*TASK REQUIREMENTS*.
1 - In the breast cancer risk post, what lifetime risk threshold did the American Cancer Society recommend in 2007 to guide decisions about supplemental MRI?
2 - Output, word for word, the stretch of the breast cancer risk post from "A variety of thresholds" through "58 would qualify.".
3 - Pick up the breast cancer risk post after its last sentence and keep writing it.

New Paper: Can AI Predict Breast Cancer Risk 10 Years in Advance?
A variety of thresholds and time frames have been suggested for estimating risk of developing breast cancer as a guide to interventions including supplemental screening and risk-reducing medications:
- A lifetime risk threshold of ≥20% was recommended by the American Cancer Society in 2007 to guide decisions for supplemental MRI.
- A five-year Gail risk of ≥1.7% has been used to guide use of tamoxifen or other risk-reducing medications and recently was proposed by NCCN to “consider” MRI, but see DBI’s prior discussion that such a suggestion is misguided as nearly all women over age 58 would qualify.
- Tabár had previously shown that it takes 9-10 years to see any reduction in breast cancer deaths due to screening, and such a horizon (10-year life expectancy) is also suggested for making decisions about continuing to screen for a variety of cancers (including breast). As such, a ten-year risk estimate could be the “Goldilocks” for decisions about supplemental screening.

*DATASET CONTENT*.
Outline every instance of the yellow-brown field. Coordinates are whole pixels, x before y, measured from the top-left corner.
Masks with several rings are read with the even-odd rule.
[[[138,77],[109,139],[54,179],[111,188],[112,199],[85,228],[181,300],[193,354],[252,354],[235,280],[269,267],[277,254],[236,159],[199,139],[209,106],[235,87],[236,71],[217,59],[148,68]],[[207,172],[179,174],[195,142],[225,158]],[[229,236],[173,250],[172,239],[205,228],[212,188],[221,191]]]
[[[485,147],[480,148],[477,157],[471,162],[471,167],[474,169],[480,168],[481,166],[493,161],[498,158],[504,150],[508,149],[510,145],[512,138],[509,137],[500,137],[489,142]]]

*TASK RESULTS*.
1 - A lifetime risk of 20% or more (≥20%).

2 -
A variety of thresholds and time frames have been suggested for estimating risk of developing breast cancer as a guide to interventions including supplemental screening and risk-reducing medications:
- A lifetime risk threshold of ≥20% was recommended by the American Cancer Society in 2007 to guide decisions for supplemental MRI.
- A five-year Gail risk of ≥1.7% has been used to guide use of tamoxifen or other risk-reducing medications and recently was proposed by NCCN to “consider” MRI, but see DBI’s prior discussion that such a suggestion is misguided as nearly all women over age 58 would qualify.

3 -
In a recent paper, Eriksson et al described the development and validation of an AI-based breast cancer risk model using only mammograms and a 10-year threshold. The study included a total of 17,913 individuals across three primary datasets used for developing and validating the AI risk model ranging in age from 31 to 94 years with a median follow-up of 10 years.1
Key Findings
- Discriminatory Performance: The model outperformed Tyrer-Cuzick-v8 and BCSC-v3, as well as the 5-year image-based Mirai tool.2 The AI model achieved a 10-year area under the curve (AUC) of 0.70 to 0.73 across the validation cohorts..
- High-Risk Identification: The percent of women identified with future cancers was higher than with other models.3 In the top 10% of individuals identified as high-risk by the AI tool (i.e. 8.5% 10-year absolute risk), 30-33% of future cancers developed.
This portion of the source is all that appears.